O que se pede:
[a] Indique se cada afirmação concorda com o excerto sobre letras de câmbio, respondendo sim ou não e citando as palavras do excerto que o decidem. (i) A letra da alínea b) tem o montante de 795.000$00. (ii) Houve contra-alegações. (iii) O prazo prescricional previsto no artº. 70 da LULL é de cinco anos.
[b] Transcreva, sem qualquer alteração, a parte do excerto sobre letras de câmbio que abre com as palavras «Passemos ao direito» e fecha com «da execução apensa.».

Excerto da página:
· · · · ·

8. Não houve contra-alegações.

9. Colhidos os vistos legais, e nada obstando, cumpre apreciar e decidir.

10. Em matéria de facto relevante, deu a Relação como assentes os seguintes pontos:
1º- A exequente é dona e legítima portadora das seguintes letras de câmbio:
-a)- letra datada de 9-9-96 (com vencimento em 5-12-96), no montante de 1.075.000$00, com a indicação "Trans. comercial - Reforma Letra 1.500.000$00";
-b)- letra datada de 6-8-97 (com vencimento em 6-9-97), no montante de 795.000$00, com a indicação "Transacção Comercial - Ref. Letra 1.006.000$00";
-c)- letra datada de 13-8-97 (com vencimento em 11-9-97), no montante de 570.000$00, com a indicação " Transacção Comercial - Ref. Valor 770.000$00";
2º- Em todas aquelas letras figuram como sacadora a firma exequente (ora embargada), com assinaturas com indicação de serem da gerência, e como sacado o executado (ora embargante) que as assina transversalmente na parte anterior de cada uma das referidas letras;
3º- Tais letras não foram pagas no vencimento, nem posteriormente, apesar das insistências da exequente.

Passemos ao direito aplicável.
11. Não vem posto em causa, quanto às letras dadas à execução, encontrar-se decorrido o prazo prescricional de três anos contemplado no artº. 70 da LULL aquando da data da instauração da execução apensa.
Apesar dessa constatação, o Mmo. juiz «a quo» entendeu que essas letras reuniam os requisitos bastantes para servirem de base à execução nos termos do disposto na al. c) do artº. 46º do CPC - entendimento este também coonestado pela Relação.
Terão as instâncias decidido bem?
Sem prejuízo da ampliação - efectuada pela reforma processual de 1995 - do elenco dos títulos executivos, e da utilização, na redacção actualmente em vigor, de uma fórmula abrangente para designar os documentos particulares dotados de exequibilidade (artº. 46º, al. c), do CPC 95), é manifesto que não esteve na mente, nem dos propósitos do legislador, alterar o clausulado normativo da LULL.
Assim, uma vez prescrita a obrigação cartular constante de uma letra, livrança ou cheque nos termos do artº. 70º da LULL, não poderão tais títulos de crédito valer como títulos executivos para os efeitos da al. d) do artº. 46º do CPC 95.
Poderão, todavia, valer como título executivos, mas enquanto escritos particulares consubstanciando a respectiva obrigação subjacente, causal ou fundamental, nos termos e para os efeitos da al. c) do mesmo artº. 46º desde que:
- as letras dadas à execução mencionem a causa da relação jurídica subjacente; ou desde que:
- tal causa de pedir seja invocada no requerimento de execução e venha a demonstrar-se ser verdadeira, seja porque não impugnada pelo executado, seja porque em audiência de julgamento se apure a realidade da sua existência.

· · · · ·

Dados registados:
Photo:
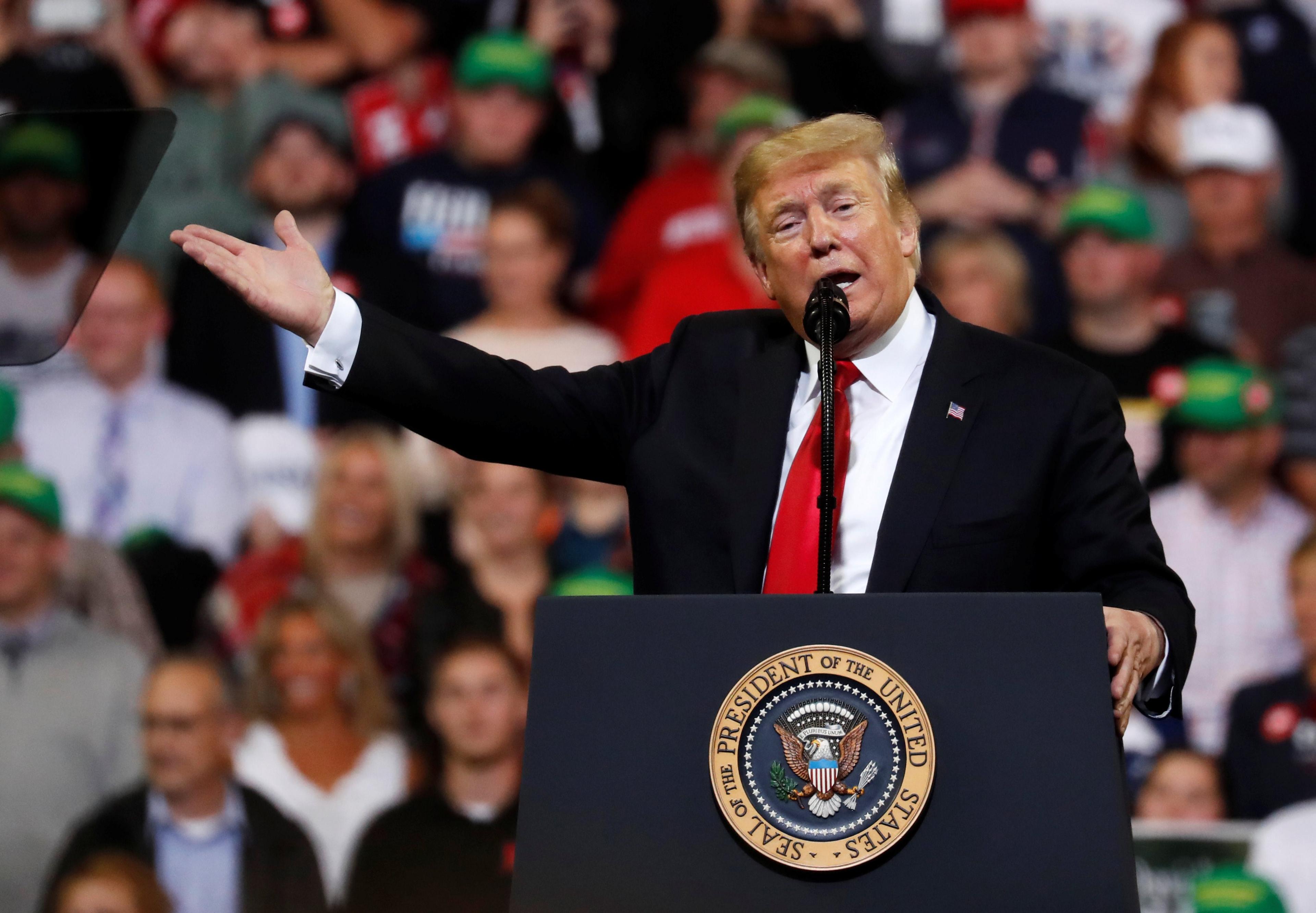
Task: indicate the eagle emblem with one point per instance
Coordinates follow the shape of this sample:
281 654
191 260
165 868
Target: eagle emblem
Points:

· · · · ·

Respostas às tarefas:
[a]
(i) Sim: «no montante de 795.000$00».
(ii) Não: «Não houve contra-alegações.»
(iii) Não: «o prazo prescricional de três anos contemplado no artº. 70 da LULL».

[b]
Passemos ao direito aplicável.
11. Não vem posto em causa, quanto às letras dadas à execução, encontrar-se decorrido o prazo prescricional de três anos contemplado no artº. 70 da LULL aquando da data da instauração da execução apensa.